### SELECTED TEXT
-----
It’s one thing to get praise from New York today, when Chicago has been a culinary center for decades and one stifles a yawn at such praise; but in 1978 it was epochal to say that one of the top restaurants in America was not only in a midwest steakhouse town, but actually several miles north of it, near roadhouses and honky tonks and the onion loaf at Hackney’s. People had to start paying attention to Chicago then—including a certain kid in Kansas whose parents subscribed to Esquire, and for whom it was one of the first times I ever thought—there’s one of the best restaurants in the world, and I could actually go there. So for that, Madame Sheraton in all your disguises, I salute you.

WHAT MIKE ATE

I went to a preview for Valhalla in Time Out Market a month or two back, but I wanted to go back for the a la carte menu (especially after reading people like John Kessler suggesting exactly that).  The idea was, I enjoyed the little bites of the tasting menu, but they kind of came off like playful novelties, one or two bites each; I wanted to try full dishes, and see how those came off.
-----
### PROBLEM TO WORK ON
Please copy out the restaurant passage above word for word, in full.
-----
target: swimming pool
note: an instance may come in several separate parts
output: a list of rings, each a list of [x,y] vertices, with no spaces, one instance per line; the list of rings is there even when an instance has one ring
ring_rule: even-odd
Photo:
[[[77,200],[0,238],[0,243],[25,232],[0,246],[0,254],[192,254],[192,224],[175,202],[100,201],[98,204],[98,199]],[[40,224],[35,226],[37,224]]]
-----
### YOUR SOLUTION
It’s one thing to get praise from New York today, when Chicago has been a culinary center for decades and one stifles a yawn at such praise; but in 1978 it was epochal to say that one of the top restaurants in America was not only in a midwest steakhouse town, but actually several miles north of it, near roadhouses and honky tonks and the onion loaf at Hackney’s. People had to start paying attention to Chicago then—including a certain kid in Kansas whose parents subscribed to Esquire, and for whom it was one of the first times I ever thought—there’s one of the best restaurants in the world, and I could actually go there. So for that, Madame Sheraton in all your disguises, I salute you.

WHAT MIKE ATE

I went to a preview for Valhalla in Time Out Market a month or two back, but I wanted to go back for the a la carte menu (especially after reading people like John Kessler suggesting exactly that).  The idea was, I enjoyed the little bites of the tasting menu, but they kind of came off like playful novelties, one or two bites each; I wanted to try full dishes, and see how those came off.